Collected data:

......

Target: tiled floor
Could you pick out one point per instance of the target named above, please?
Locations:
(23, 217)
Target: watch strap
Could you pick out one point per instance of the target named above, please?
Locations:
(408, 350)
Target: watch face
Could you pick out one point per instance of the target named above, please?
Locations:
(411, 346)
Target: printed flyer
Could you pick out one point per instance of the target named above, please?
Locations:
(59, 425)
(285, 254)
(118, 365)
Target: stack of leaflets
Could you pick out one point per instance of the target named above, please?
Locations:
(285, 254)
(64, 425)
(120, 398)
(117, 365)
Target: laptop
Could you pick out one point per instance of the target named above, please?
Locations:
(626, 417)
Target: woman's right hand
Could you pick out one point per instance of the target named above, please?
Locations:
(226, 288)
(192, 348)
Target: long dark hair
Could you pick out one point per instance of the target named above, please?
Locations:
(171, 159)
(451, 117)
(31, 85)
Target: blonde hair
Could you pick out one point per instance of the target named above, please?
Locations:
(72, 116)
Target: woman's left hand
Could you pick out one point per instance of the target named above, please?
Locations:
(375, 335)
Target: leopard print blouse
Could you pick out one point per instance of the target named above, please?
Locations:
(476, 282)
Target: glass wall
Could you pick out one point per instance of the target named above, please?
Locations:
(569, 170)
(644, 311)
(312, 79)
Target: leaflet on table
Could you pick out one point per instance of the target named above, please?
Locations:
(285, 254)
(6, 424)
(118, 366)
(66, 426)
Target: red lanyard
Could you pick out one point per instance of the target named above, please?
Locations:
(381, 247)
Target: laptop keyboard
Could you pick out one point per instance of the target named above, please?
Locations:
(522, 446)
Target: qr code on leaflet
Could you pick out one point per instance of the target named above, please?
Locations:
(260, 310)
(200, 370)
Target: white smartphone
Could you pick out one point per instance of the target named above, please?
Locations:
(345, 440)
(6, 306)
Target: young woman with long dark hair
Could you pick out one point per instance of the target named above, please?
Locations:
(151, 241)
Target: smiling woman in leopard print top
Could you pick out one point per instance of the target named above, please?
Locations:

......

● **WORK TO BE COMPLETED**: Wherever a line in the data above holds the word "watch", copy that line.

● **WRITTEN ANSWER**:
Target: watch strap
Target: watch face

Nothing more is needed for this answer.